**Work to be completed**
Each record must be output exactly and in full.

Referring expression data
#####
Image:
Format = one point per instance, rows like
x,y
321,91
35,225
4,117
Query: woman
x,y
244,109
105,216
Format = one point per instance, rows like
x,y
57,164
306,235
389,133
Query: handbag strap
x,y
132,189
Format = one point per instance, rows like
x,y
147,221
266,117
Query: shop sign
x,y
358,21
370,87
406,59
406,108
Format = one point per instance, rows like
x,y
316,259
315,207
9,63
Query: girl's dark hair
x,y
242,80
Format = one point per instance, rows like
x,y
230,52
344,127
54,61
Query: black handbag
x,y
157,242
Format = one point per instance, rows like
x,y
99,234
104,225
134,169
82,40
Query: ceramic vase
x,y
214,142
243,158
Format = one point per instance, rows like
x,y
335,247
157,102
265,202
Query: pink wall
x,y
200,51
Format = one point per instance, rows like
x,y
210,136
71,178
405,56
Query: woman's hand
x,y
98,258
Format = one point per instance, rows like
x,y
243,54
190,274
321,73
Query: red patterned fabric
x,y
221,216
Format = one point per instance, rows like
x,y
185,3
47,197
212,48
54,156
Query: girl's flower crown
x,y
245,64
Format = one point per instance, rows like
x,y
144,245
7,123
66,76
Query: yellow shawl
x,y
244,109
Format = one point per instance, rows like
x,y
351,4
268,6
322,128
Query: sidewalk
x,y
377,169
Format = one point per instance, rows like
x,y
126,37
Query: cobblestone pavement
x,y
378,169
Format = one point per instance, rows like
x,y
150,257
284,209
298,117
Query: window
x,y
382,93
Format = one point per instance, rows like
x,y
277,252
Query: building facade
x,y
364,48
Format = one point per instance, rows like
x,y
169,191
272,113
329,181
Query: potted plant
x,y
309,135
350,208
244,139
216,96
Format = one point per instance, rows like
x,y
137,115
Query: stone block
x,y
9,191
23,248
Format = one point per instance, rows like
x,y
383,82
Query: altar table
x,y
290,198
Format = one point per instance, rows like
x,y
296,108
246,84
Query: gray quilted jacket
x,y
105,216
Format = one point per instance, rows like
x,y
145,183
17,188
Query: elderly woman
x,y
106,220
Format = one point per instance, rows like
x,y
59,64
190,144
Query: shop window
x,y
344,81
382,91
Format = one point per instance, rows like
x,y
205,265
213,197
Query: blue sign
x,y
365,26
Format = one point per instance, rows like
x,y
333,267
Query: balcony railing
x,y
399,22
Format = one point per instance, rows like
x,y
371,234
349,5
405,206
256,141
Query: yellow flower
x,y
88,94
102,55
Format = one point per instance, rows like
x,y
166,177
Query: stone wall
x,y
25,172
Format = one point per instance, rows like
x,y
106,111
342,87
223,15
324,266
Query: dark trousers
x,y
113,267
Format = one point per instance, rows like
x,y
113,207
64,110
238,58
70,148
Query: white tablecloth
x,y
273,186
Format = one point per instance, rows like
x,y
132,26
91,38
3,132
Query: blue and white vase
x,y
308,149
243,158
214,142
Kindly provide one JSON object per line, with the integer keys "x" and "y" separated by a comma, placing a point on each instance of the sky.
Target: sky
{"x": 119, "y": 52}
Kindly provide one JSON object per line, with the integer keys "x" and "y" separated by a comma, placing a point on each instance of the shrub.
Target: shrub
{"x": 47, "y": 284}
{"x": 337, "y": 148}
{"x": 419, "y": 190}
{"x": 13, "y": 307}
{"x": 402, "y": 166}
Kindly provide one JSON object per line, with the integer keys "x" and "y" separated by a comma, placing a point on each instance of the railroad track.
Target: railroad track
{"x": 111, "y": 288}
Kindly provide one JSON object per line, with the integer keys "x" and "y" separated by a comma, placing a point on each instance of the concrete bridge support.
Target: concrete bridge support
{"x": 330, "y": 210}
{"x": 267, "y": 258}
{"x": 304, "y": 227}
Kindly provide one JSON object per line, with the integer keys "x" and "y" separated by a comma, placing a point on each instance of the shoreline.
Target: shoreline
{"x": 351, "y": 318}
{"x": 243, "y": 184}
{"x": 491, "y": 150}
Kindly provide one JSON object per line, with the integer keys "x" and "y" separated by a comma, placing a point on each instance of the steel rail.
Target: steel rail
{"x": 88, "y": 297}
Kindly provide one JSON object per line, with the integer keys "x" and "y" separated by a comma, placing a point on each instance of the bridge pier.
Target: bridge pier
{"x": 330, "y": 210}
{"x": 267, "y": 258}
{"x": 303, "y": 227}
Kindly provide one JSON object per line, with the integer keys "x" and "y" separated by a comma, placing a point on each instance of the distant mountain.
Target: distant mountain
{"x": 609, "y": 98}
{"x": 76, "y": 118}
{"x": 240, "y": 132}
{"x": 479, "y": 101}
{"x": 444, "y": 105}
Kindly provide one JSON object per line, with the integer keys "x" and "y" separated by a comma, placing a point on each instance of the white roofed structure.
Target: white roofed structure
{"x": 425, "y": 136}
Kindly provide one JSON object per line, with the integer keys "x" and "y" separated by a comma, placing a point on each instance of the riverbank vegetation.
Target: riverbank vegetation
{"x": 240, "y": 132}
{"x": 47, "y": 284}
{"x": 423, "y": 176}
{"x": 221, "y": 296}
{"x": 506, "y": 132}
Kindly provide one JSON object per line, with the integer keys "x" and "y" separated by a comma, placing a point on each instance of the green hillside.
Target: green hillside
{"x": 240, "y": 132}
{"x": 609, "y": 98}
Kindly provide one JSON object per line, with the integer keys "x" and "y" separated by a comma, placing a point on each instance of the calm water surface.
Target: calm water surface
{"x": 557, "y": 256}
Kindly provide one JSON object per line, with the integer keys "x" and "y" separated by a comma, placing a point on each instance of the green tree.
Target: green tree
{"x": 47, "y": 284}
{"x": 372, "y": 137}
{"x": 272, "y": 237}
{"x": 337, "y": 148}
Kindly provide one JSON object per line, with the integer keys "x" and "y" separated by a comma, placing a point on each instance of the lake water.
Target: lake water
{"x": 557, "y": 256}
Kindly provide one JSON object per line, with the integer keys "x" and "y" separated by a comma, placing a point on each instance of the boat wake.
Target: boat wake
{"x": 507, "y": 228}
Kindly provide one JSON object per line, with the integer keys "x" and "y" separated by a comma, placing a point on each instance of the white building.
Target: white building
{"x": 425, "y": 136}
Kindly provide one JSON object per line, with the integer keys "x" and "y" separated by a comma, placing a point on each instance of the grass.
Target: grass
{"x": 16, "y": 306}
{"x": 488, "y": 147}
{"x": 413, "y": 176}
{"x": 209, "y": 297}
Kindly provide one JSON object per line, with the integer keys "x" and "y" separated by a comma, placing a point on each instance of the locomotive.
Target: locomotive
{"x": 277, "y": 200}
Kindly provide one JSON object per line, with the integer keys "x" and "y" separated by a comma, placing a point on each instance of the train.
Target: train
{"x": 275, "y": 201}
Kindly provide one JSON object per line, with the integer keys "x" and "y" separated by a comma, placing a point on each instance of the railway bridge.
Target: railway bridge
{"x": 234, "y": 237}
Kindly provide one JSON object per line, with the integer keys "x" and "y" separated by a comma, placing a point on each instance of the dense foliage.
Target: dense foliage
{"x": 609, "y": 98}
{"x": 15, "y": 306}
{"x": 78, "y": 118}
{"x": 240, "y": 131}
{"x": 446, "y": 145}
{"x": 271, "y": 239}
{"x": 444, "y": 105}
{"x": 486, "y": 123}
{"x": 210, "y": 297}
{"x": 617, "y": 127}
#####
**Answer area**
Image:
Format = one point per instance, rows like
x,y
321,91
35,225
4,117
Query: woman
x,y
244,109
105,216
Format = one point per instance, rows like
x,y
57,164
306,235
389,133
Query: handbag strap
x,y
132,189
Format = one point per instance, rows like
x,y
147,221
266,117
Query: shop sign
x,y
358,21
370,87
406,59
406,108
Format = one point per instance, rows like
x,y
316,259
315,207
9,63
Query: girl's dark hair
x,y
242,80
Format = one point per instance, rows like
x,y
230,52
344,127
54,61
Query: black handbag
x,y
157,242
Format = one point per instance, rows like
x,y
99,234
104,225
134,169
82,40
Query: ceramic vase
x,y
214,142
243,158
Format = one point per instance, rows like
x,y
335,247
157,102
265,202
Query: pink wall
x,y
200,51
Format = one point per instance, rows like
x,y
210,136
71,178
405,56
Query: woman's hand
x,y
98,258
Format = one point per instance, rows like
x,y
243,54
190,274
321,73
Query: red patterned fabric
x,y
221,216
Format = one point per instance, rows like
x,y
185,3
47,197
212,48
54,156
Query: girl's flower crown
x,y
245,64
Format = one point per instance, rows like
x,y
144,245
7,123
66,76
Query: yellow shawl
x,y
244,109
Format = one point per instance, rows like
x,y
351,4
268,6
322,128
Query: sidewalk
x,y
377,169
Format = one point per instance, rows like
x,y
126,37
Query: cobblestone pavement
x,y
378,169
Format = one point per instance, rows like
x,y
150,257
284,209
298,117
Query: window
x,y
382,93
Format = one point per instance, rows like
x,y
277,252
Query: building facade
x,y
364,48
Format = one point per instance, rows like
x,y
169,191
272,113
329,181
Query: potted plant
x,y
309,135
350,208
244,139
216,96
Format = one point per instance, rows like
x,y
137,115
Query: stone block
x,y
9,191
23,248
Format = one point per instance, rows like
x,y
383,82
Query: altar table
x,y
290,198
Format = one point per instance, rows like
x,y
296,108
246,84
Query: gray quilted jacket
x,y
105,216
Format = one point per instance, rows like
x,y
145,183
17,188
Query: elderly woman
x,y
106,220
Format = one point per instance, rows like
x,y
59,64
190,144
Query: shop window
x,y
344,81
382,91
Format = one point per instance, rows like
x,y
205,265
213,197
Query: blue sign
x,y
365,26
Format = one point per instance, rows like
x,y
333,267
Query: balcony railing
x,y
399,22
Format = one point per instance, rows like
x,y
371,234
349,5
405,206
256,141
Query: yellow flower
x,y
88,94
102,55
Format = one point per instance, rows like
x,y
166,177
Query: stone wall
x,y
25,172
Format = one point per instance, rows like
x,y
106,111
342,87
223,15
324,266
Query: dark trousers
x,y
113,267
Format = one point per instance, rows like
x,y
113,207
64,110
238,58
70,148
Query: white tablecloth
x,y
273,186
Format = one point per instance, rows like
x,y
132,26
91,38
3,132
Query: blue and white vase
x,y
308,149
243,158
214,142
Kindly provide one JSON object per line, with the integer keys "x" and "y" separated by a comma, placing a point on each instance of the sky.
Target: sky
{"x": 119, "y": 52}
Kindly provide one JSON object per line, with the integer keys "x" and "y" separated by a comma, placing a point on each instance of the shrub.
Target: shrub
{"x": 47, "y": 284}
{"x": 337, "y": 148}
{"x": 419, "y": 190}
{"x": 13, "y": 307}
{"x": 402, "y": 166}
Kindly provide one JSON object per line, with the integer keys "x" and "y" separated by a comma, placing a point on each instance of the railroad track.
Target: railroad track
{"x": 111, "y": 288}
Kindly provide one JSON object per line, with the integer keys "x" and "y" separated by a comma, placing a point on each instance of the concrete bridge support.
Target: concrete bridge support
{"x": 330, "y": 210}
{"x": 267, "y": 258}
{"x": 304, "y": 227}
Kindly provide one JSON object per line, with the integer keys "x" and "y" separated by a comma, placing a point on each instance of the shoreline.
Target: shoreline
{"x": 351, "y": 318}
{"x": 243, "y": 184}
{"x": 491, "y": 150}
Kindly provide one JSON object per line, with the integer keys "x" and "y" separated by a comma, placing a point on each instance of the steel rail.
Target: steel rail
{"x": 88, "y": 297}
Kindly provide one JSON object per line, with the integer keys "x" and "y" separated by a comma, placing a point on each instance of the bridge pier.
Target: bridge pier
{"x": 330, "y": 210}
{"x": 267, "y": 258}
{"x": 303, "y": 227}
Kindly provide one JSON object per line, with the integer keys "x" and "y" separated by a comma, placing a point on each instance of the distant mountain.
Target: distant mountain
{"x": 609, "y": 98}
{"x": 76, "y": 118}
{"x": 240, "y": 132}
{"x": 479, "y": 101}
{"x": 444, "y": 105}
Kindly provide one JSON object per line, with the integer keys "x" and "y" separated by a comma, placing a point on each instance of the white roofed structure.
Target: white roofed structure
{"x": 425, "y": 136}
Kindly provide one JSON object per line, with the integer keys "x" and "y" separated by a comma, placing a point on each instance of the riverbank vegetation.
Target: riverbank vegetation
{"x": 240, "y": 132}
{"x": 47, "y": 284}
{"x": 423, "y": 176}
{"x": 221, "y": 296}
{"x": 506, "y": 132}
Kindly provide one JSON object per line, with the integer keys "x" and "y" separated by a comma, placing a point on each instance of the green hillside.
Target: green hillside
{"x": 240, "y": 132}
{"x": 609, "y": 98}
Kindly provide one JSON object per line, with the integer keys "x" and "y" separated by a comma, placing a point on each instance of the calm water surface.
Target: calm water surface
{"x": 557, "y": 256}
Kindly provide one JSON object per line, with the integer keys "x" and "y" separated by a comma, placing a point on each instance of the green tree.
Target: green tree
{"x": 47, "y": 284}
{"x": 372, "y": 137}
{"x": 272, "y": 237}
{"x": 337, "y": 148}
Kindly provide one JSON object per line, with the integer keys "x" and "y" separated by a comma, placing a point on each instance of the lake water.
Target: lake water
{"x": 557, "y": 256}
Kindly provide one JSON object per line, with the integer keys "x" and "y" separated by a comma, placing a point on each instance of the boat wake.
Target: boat wake
{"x": 507, "y": 228}
Kindly provide one JSON object per line, with the integer keys "x" and "y" separated by a comma, placing a point on each instance of the white building.
Target: white building
{"x": 425, "y": 136}
Kindly provide one JSON object per line, with the integer keys "x" and "y" separated by a comma, placing a point on each instance of the grass.
Target: grass
{"x": 16, "y": 306}
{"x": 488, "y": 147}
{"x": 413, "y": 176}
{"x": 209, "y": 297}
Kindly provide one JSON object per line, with the integer keys "x" and "y" separated by a comma, placing a point on each instance of the locomotive.
Target: locomotive
{"x": 277, "y": 200}
Kindly provide one JSON object per line, with the integer keys "x" and "y" separated by a comma, placing a point on each instance of the train.
Target: train
{"x": 275, "y": 201}
Kindly provide one JSON object per line, with the integer keys "x" and "y" separated by a comma, placing a point on each instance of the railway bridge.
Target: railway bridge
{"x": 234, "y": 237}
Kindly provide one JSON object per line, with the integer keys "x" and "y" separated by a comma, placing a point on each instance of the dense foliage.
Target: dense foliage
{"x": 609, "y": 98}
{"x": 15, "y": 306}
{"x": 78, "y": 118}
{"x": 240, "y": 131}
{"x": 446, "y": 145}
{"x": 271, "y": 239}
{"x": 444, "y": 105}
{"x": 486, "y": 123}
{"x": 210, "y": 297}
{"x": 617, "y": 127}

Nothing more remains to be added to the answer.